LISTED RECORDS:
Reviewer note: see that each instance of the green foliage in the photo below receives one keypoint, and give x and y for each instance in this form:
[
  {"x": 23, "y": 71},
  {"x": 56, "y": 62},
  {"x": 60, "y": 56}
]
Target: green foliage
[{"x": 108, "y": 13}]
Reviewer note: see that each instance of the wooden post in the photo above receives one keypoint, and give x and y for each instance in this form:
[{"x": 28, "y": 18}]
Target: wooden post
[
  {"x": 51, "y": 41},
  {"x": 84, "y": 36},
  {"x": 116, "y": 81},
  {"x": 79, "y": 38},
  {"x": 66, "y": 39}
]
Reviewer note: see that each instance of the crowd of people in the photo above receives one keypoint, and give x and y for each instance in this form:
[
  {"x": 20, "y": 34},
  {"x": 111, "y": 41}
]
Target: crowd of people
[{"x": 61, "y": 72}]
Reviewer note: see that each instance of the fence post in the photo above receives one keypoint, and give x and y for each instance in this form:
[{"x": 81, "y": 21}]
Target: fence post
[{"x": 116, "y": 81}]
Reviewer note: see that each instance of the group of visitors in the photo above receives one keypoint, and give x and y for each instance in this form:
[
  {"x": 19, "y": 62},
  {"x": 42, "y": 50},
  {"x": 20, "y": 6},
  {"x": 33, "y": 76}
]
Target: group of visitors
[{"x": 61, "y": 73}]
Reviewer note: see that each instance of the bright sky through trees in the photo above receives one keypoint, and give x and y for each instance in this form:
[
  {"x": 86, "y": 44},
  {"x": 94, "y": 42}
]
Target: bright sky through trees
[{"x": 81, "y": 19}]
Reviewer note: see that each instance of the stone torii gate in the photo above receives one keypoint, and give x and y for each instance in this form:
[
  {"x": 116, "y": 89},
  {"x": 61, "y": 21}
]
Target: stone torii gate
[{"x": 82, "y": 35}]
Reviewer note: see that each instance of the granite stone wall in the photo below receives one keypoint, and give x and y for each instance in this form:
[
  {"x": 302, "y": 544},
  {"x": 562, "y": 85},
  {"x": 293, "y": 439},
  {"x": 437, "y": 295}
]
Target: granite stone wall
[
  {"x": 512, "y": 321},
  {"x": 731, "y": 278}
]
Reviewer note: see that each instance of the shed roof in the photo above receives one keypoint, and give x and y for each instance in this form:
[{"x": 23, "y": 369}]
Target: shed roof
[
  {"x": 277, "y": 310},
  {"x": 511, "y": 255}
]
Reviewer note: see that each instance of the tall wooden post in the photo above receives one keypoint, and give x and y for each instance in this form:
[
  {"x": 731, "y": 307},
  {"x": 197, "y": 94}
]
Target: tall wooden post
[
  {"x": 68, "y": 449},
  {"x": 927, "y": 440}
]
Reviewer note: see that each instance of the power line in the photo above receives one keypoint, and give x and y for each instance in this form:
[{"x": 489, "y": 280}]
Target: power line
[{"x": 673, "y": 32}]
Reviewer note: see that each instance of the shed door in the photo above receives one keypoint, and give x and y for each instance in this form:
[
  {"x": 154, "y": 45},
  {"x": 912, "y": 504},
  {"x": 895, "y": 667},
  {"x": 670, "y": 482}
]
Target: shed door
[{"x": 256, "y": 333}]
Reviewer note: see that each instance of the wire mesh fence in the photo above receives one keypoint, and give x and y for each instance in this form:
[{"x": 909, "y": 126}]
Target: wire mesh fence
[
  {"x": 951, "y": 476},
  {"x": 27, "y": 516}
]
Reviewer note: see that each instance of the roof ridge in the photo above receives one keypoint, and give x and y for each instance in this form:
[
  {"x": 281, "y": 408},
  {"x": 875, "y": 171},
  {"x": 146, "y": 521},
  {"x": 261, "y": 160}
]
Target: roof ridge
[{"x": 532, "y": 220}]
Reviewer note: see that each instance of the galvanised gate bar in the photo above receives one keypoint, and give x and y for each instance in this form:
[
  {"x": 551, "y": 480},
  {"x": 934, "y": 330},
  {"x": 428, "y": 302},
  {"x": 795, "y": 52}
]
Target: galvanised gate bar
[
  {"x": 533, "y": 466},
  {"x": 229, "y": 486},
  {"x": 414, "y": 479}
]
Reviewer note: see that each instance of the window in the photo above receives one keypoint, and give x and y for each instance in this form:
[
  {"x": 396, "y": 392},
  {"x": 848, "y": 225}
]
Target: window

TASK DETAILS: Take the material above and print all of it exactly.

OUTPUT FOR THIS TASK:
Reviewer note: see that each instance of the green foliage in the photo below receives one keypoint, and give x and y for each instance in this form:
[
  {"x": 23, "y": 71},
  {"x": 56, "y": 62},
  {"x": 60, "y": 56}
]
Target: green foliage
[{"x": 108, "y": 13}]
Reviewer note: see that each instance of the wooden post in the photo above receives one keypoint, and give x and y for each instance in this form:
[{"x": 28, "y": 18}]
Target: wooden post
[
  {"x": 51, "y": 41},
  {"x": 84, "y": 36},
  {"x": 116, "y": 81},
  {"x": 79, "y": 38},
  {"x": 66, "y": 39}
]
Reviewer note: see that each instance of the crowd of people in the photo above receives one keypoint, and give x and y for each instance in this form:
[
  {"x": 20, "y": 34},
  {"x": 111, "y": 41}
]
Target: crowd of people
[{"x": 61, "y": 72}]
Reviewer note: see that each instance of the fence post in the photo above receives one keypoint, and give x and y for each instance in this form:
[{"x": 81, "y": 21}]
Target: fence post
[{"x": 116, "y": 81}]
Reviewer note: see that each instance of the group of visitors in the photo above receives one keypoint, and give x and y for each instance in this form:
[
  {"x": 19, "y": 62},
  {"x": 42, "y": 50},
  {"x": 20, "y": 6},
  {"x": 33, "y": 76}
]
Target: group of visitors
[{"x": 61, "y": 73}]
Reviewer note: see that each instance of the bright sky through trees in the photo above receives one keypoint, and give x and y for each instance in this form:
[
  {"x": 86, "y": 44},
  {"x": 94, "y": 42}
]
Target: bright sky through trees
[{"x": 81, "y": 19}]
Reviewer note: see that each instance of the stone torii gate in the photo above receives one keypoint, and give x and y for each instance in this form:
[
  {"x": 116, "y": 89},
  {"x": 61, "y": 21}
]
Target: stone torii gate
[{"x": 82, "y": 35}]
Reviewer note: see that each instance of the granite stone wall in the photo below receives one keypoint, and give x and y for each instance in this form:
[
  {"x": 302, "y": 544},
  {"x": 562, "y": 85},
  {"x": 293, "y": 439},
  {"x": 437, "y": 295}
]
Target: granite stone wall
[
  {"x": 512, "y": 321},
  {"x": 731, "y": 278}
]
Reviewer note: see that each instance of the shed roof in the photo above receives one keypoint, and give x and y for each instance in this form:
[{"x": 23, "y": 369}]
Target: shed roof
[
  {"x": 277, "y": 310},
  {"x": 511, "y": 255}
]
Reviewer note: see that each instance of the tall wooden post in the photo above receives one keypoint, and give x and y for each instance in this form:
[
  {"x": 731, "y": 307},
  {"x": 197, "y": 94}
]
Target: tall wooden post
[
  {"x": 68, "y": 449},
  {"x": 927, "y": 440}
]
Reviewer note: see that each instance of the power line in the photo above receives one keypoint, and give x and y for each instance in this form:
[{"x": 489, "y": 280}]
Target: power line
[{"x": 673, "y": 32}]
Reviewer note: see that each instance of the shed door in the photo above receives one keypoint, and give x and y for each instance in this form:
[
  {"x": 154, "y": 45},
  {"x": 912, "y": 504},
  {"x": 895, "y": 667},
  {"x": 670, "y": 482}
]
Target: shed door
[{"x": 256, "y": 333}]
Reviewer note: see that each instance of the wire mesh fence in the photo above receives one keypoint, and give x and y for each instance in this form:
[{"x": 909, "y": 126}]
Target: wire mesh fence
[
  {"x": 951, "y": 476},
  {"x": 27, "y": 516}
]
Reviewer note: see that each instance of the roof ridge in the photo above receives one keypoint, and give x and y for each instance in this form:
[
  {"x": 281, "y": 408},
  {"x": 875, "y": 171},
  {"x": 146, "y": 521},
  {"x": 261, "y": 160}
]
Target: roof ridge
[{"x": 532, "y": 220}]
Reviewer note: see that each instance of the galvanised gate bar in the photo above receives one keypoint, and give x and y for each instance in this form:
[
  {"x": 551, "y": 480},
  {"x": 934, "y": 330},
  {"x": 428, "y": 302},
  {"x": 795, "y": 52}
]
Target: galvanised gate bar
[
  {"x": 533, "y": 466},
  {"x": 229, "y": 486},
  {"x": 414, "y": 479}
]
Reviewer note: see that each instance of the window in the photo above receives one keypoint, and give x and y for each instance in this form:
[
  {"x": 396, "y": 392},
  {"x": 848, "y": 225}
]
Target: window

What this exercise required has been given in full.